A job is a collection of steps that run sequentially on the same virtual machine. Multiple jobs in a workflow run in parallel by default, each on their own machine, and each starts from a clean environment. A step is a single command or action within a job. Steps within a job share the same filesystem and environment variables; jobs do not share anything unless you explicitly pass artifacts between them.
Why run the linting check and the test suite as separate steps rather than one shell command?
When they are separate steps, GitHub shows each one as a named row with its own pass/fail indicator. If linting fails and tests are not run (because the step failed and subsequent steps are skipped by default), you know immediately that the problem is a linting violation, not a test failure. A single combined command produces a single pass/fail result, which gives you less information when something goes wrong.
What does pip-audit check, and what does it not check?
pip-audit checks the packages installed in the environment against a database of
known vulnerabilities that have been assigned CVE identifiers. It does not check for
bugs in your own code, insecure coding patterns, or vulnerabilities that have not yet
been publicly disclosed. It is a necessary check, but not a sufficient one---which is
why ruff's S rules and code review still matter.
If a CI check fails on a pull request, does that prevent the merge?
Not by default. GitHub shows the failed check on the pull request page, but still
offers a "Merge" button unless you have configured branch protection rules to require
the check to pass. Go to the repository settings, select "Branches", add a branch
protection rule for main, and enable "Require status checks to pass before merging".
Without that setting, CI is advisory, not mandatory.

What this task involves:
Retype the passage on CI jobs and checks, from "What does pip-audit" up to and including "review still matter.".

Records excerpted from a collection
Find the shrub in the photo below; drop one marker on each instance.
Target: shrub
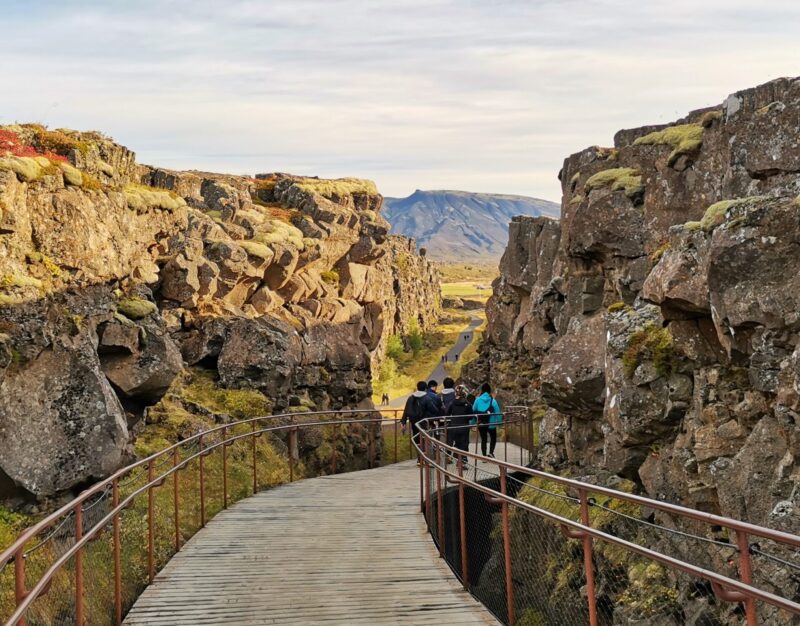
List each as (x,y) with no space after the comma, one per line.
(684,138)
(394,347)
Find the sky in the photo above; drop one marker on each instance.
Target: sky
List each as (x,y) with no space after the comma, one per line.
(476,95)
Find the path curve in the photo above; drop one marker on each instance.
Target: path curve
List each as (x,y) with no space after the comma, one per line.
(342,549)
(465,338)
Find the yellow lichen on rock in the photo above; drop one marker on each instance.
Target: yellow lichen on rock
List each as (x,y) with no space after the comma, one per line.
(684,138)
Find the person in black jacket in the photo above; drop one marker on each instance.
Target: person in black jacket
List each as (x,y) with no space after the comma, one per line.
(448,393)
(459,412)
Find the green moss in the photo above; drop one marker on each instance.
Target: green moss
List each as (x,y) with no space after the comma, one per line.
(142,198)
(653,343)
(625,179)
(715,214)
(136,308)
(655,257)
(256,249)
(27,169)
(21,281)
(709,118)
(338,187)
(684,139)
(90,183)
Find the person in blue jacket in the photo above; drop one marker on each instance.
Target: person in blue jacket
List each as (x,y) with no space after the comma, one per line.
(487,411)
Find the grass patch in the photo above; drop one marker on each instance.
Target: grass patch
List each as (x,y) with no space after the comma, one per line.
(625,179)
(684,139)
(653,343)
(136,308)
(336,187)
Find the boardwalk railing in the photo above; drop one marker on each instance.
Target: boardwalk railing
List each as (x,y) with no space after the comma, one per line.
(538,548)
(87,562)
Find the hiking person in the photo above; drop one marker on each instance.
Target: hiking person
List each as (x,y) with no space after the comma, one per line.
(448,393)
(488,412)
(414,411)
(460,414)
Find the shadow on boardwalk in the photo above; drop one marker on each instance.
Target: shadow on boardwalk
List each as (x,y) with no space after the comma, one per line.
(343,549)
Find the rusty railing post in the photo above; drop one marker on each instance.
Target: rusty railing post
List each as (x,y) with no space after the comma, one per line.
(591,597)
(255,460)
(395,436)
(151,562)
(79,610)
(292,444)
(117,555)
(746,574)
(175,502)
(19,582)
(507,549)
(333,450)
(439,507)
(371,444)
(225,467)
(462,529)
(201,444)
(427,481)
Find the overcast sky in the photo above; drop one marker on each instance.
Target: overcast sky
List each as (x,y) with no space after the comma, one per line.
(480,95)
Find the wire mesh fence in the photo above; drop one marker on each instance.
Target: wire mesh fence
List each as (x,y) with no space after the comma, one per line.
(555,551)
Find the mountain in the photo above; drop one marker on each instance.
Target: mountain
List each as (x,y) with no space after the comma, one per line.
(459,224)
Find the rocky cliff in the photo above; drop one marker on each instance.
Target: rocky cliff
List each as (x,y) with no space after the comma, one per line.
(116,276)
(655,328)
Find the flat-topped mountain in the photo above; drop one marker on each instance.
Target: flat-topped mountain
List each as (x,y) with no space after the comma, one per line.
(460,224)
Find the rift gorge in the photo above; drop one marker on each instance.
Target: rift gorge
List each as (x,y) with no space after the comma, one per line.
(644,348)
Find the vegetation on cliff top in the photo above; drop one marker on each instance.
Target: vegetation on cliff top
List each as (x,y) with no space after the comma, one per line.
(625,179)
(684,139)
(338,187)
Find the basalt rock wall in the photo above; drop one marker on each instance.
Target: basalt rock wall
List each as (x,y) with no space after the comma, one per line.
(115,276)
(655,327)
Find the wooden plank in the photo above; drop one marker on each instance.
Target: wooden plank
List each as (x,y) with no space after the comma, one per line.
(344,549)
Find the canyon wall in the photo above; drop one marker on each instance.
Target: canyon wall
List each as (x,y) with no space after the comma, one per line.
(115,277)
(655,327)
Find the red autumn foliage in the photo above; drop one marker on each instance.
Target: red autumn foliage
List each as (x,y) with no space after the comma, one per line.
(12,145)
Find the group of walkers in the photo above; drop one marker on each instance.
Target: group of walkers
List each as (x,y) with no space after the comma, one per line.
(461,408)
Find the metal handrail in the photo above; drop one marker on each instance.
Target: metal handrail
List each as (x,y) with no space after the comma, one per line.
(726,588)
(16,552)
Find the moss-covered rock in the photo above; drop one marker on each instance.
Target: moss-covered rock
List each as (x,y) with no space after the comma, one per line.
(625,179)
(136,308)
(684,139)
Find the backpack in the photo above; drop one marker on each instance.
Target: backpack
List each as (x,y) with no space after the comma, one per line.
(484,417)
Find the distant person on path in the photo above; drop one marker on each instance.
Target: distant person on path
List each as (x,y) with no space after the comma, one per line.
(415,411)
(460,414)
(434,408)
(488,411)
(448,393)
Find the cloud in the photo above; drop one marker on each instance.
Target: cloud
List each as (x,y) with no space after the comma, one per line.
(484,95)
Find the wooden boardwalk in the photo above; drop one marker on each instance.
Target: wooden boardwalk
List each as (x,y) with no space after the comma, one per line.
(344,549)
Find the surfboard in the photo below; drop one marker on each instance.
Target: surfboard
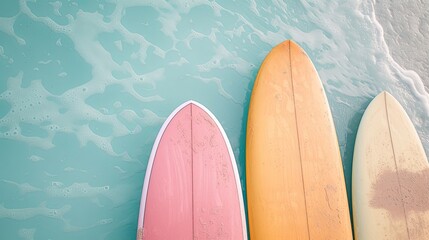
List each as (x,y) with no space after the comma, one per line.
(294,174)
(192,188)
(390,176)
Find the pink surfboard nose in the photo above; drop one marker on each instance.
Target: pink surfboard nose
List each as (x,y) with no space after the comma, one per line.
(192,188)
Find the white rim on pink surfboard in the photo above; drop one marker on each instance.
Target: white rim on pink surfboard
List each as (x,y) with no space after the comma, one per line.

Exercise solution:
What does pip-audit check, and what does it not check?
pip-audit checks the packages installed in the environment against a database of
known vulnerabilities that have been assigned CVE identifiers. It does not check for
bugs in your own code, insecure coding patterns, or vulnerabilities that have not yet
been publicly disclosed. It is a necessary check, but not a sufficient one---which is
why ruff's S rules and code review still matter.